Data rows »
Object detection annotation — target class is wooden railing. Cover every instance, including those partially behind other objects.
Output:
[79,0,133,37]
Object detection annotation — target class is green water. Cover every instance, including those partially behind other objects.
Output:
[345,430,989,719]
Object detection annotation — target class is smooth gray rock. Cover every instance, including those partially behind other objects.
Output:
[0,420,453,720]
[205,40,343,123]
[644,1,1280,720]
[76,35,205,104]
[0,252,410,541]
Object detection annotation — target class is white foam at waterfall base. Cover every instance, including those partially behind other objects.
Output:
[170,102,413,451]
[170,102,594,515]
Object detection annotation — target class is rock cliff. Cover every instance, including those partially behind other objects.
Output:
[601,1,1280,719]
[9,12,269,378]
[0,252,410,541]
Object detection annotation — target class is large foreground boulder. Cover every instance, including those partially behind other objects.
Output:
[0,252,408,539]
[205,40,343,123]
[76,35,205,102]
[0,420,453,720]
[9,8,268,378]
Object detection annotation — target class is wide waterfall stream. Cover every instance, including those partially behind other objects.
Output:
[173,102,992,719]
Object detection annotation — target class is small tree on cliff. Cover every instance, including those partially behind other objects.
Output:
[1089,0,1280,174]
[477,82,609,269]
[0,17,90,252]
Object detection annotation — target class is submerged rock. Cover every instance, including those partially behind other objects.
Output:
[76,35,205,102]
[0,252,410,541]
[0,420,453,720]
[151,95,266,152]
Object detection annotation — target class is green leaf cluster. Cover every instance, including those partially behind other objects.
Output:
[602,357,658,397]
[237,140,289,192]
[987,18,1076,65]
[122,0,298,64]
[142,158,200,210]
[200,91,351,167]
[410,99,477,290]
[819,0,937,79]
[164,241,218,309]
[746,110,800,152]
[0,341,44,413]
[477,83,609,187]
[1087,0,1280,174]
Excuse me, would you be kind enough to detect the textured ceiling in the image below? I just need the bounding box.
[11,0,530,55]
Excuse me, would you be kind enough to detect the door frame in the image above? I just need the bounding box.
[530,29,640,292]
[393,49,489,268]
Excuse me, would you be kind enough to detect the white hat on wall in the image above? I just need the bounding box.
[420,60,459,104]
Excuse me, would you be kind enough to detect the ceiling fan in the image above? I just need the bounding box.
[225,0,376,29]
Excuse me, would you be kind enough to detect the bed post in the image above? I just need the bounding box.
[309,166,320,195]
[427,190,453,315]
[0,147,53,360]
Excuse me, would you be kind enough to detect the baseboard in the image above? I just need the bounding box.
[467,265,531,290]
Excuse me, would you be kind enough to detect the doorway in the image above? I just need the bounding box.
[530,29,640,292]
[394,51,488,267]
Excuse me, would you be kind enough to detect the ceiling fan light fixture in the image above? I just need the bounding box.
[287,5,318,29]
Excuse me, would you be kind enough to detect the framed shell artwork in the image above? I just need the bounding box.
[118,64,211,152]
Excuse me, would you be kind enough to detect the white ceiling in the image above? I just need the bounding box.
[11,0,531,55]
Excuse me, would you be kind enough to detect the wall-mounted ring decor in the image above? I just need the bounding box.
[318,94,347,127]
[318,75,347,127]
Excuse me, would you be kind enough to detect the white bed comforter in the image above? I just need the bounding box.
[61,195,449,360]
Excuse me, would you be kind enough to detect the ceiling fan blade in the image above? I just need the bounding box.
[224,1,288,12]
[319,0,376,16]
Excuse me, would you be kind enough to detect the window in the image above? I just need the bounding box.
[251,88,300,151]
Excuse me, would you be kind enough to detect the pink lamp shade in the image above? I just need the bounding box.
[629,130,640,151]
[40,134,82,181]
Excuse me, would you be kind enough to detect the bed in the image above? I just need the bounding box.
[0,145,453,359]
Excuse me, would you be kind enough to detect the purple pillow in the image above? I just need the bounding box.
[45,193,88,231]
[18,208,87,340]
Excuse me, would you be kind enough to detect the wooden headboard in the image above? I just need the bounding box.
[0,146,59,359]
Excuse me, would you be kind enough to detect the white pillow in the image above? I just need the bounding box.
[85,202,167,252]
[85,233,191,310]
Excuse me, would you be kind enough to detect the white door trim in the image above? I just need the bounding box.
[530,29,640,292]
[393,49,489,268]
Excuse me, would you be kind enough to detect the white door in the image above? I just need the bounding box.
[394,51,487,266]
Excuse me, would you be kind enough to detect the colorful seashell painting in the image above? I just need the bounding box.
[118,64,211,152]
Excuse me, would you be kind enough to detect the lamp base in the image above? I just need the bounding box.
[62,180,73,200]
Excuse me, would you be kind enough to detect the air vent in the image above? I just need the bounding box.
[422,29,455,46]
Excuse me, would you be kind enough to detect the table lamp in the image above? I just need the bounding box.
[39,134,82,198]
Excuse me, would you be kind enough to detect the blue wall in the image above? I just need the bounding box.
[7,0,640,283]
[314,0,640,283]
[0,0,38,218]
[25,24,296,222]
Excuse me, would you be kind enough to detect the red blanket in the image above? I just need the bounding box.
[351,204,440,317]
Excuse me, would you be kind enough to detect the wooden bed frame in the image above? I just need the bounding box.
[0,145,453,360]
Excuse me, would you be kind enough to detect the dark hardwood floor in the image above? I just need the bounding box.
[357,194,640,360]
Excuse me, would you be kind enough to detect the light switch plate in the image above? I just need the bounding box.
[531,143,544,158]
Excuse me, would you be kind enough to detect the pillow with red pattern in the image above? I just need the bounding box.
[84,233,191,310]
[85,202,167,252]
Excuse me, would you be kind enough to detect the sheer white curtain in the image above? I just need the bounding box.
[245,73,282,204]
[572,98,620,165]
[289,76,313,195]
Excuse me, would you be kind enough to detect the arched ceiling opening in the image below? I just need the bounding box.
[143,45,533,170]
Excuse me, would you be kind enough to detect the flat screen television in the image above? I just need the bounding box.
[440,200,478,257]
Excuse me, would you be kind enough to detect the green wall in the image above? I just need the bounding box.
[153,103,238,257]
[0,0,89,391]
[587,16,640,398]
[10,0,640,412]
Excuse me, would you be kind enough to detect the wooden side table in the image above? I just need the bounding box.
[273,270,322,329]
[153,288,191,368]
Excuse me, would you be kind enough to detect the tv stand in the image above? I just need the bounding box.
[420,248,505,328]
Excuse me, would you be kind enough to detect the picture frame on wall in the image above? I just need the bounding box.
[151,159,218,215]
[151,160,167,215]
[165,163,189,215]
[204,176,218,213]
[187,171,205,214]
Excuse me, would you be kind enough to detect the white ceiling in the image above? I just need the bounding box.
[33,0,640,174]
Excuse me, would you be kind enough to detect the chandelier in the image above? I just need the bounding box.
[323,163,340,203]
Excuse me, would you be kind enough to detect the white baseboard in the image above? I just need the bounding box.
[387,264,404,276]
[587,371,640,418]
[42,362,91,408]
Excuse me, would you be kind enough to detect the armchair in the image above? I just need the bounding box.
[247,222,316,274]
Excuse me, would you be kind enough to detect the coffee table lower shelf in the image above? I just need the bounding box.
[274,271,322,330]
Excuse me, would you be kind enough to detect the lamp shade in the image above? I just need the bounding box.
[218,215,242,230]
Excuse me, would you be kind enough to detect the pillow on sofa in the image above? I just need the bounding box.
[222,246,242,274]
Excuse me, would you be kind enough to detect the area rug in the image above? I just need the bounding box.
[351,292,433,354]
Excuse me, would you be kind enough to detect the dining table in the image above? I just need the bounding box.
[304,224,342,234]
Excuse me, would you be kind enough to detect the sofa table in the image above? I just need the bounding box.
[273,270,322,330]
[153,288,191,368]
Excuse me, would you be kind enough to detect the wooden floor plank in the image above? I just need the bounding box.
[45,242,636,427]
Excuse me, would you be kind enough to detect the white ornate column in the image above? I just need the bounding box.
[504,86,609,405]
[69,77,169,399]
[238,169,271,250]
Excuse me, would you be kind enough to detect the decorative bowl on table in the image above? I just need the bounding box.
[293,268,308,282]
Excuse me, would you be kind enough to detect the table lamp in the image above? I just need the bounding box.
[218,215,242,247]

What is being asked » Turn the lines from the one containing "the white baseboard" through the one containing "[274,271,322,330]", both included, into a numbered list. Omit any blank lines.

Right answer »
1. Excuse me, would you be kind enough to detect the white baseboard in the image above? I just need the bounding box.
2. [387,264,404,276]
3. [587,371,640,418]
4. [42,362,91,408]
5. Excuse me, would you be kind enough to detect the armchair in the image above? I just need the bounding box.
6. [247,222,316,274]
7. Excuse me, would you be kind enough to detect the coffee table lower shelf in the image above? I just need the bounding box.
8. [274,271,322,330]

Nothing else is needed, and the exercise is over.